THE DATA below:

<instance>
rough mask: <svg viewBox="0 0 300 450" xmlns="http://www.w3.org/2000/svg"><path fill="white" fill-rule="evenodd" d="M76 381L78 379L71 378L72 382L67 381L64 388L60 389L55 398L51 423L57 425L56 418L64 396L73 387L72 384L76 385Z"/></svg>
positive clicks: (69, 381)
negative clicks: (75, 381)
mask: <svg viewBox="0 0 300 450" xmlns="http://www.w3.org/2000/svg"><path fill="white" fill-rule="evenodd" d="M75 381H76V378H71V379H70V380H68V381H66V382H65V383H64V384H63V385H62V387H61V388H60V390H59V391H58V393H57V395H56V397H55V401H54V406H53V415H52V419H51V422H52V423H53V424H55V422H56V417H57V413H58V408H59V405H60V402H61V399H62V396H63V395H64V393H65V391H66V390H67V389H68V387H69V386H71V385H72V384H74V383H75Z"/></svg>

End of THE DATA.
THE DATA below:

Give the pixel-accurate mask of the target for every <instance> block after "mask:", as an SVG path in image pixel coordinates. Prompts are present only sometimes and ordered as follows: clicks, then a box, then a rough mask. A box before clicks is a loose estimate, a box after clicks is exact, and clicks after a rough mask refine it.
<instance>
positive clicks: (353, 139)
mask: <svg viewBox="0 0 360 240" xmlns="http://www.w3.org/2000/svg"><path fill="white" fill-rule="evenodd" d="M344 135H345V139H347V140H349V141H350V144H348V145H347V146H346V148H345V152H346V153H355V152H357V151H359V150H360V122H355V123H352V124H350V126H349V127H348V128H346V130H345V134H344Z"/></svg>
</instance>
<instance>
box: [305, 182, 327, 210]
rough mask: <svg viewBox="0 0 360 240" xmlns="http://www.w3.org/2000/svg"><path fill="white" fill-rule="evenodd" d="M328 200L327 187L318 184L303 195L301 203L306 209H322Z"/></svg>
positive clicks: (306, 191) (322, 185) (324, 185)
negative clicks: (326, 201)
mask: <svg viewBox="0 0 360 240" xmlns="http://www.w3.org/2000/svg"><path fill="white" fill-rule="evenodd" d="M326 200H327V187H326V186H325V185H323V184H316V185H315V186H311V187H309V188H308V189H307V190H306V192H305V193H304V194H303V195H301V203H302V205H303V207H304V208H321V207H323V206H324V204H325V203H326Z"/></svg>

End of THE DATA.
THE DATA below:

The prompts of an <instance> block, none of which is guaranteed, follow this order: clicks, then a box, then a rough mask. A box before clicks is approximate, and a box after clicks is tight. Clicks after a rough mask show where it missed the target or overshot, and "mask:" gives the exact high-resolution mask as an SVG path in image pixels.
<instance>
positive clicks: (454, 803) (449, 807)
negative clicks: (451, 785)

End of THE DATA.

PROBLEM DESCRIPTION
Write out everything from the line containing "The prompts of" down to the line containing "negative clicks: (451, 785)", renaming "rough mask" to "coarse mask" throughout and leaving the rest unchanged.

TASK ANSWER
The prompts of an <instance> block, none of which is guaranteed, follow this order: clicks, then a box, then a coarse mask. A box before clicks is approximate, and a box after clicks is tight. Clicks after a coarse mask show where it missed the target or overshot, and "mask:" gives the exact high-resolution mask as an SVG path in image pixels.
<instance>
positive clicks: (454, 803) (449, 807)
negative clicks: (451, 785)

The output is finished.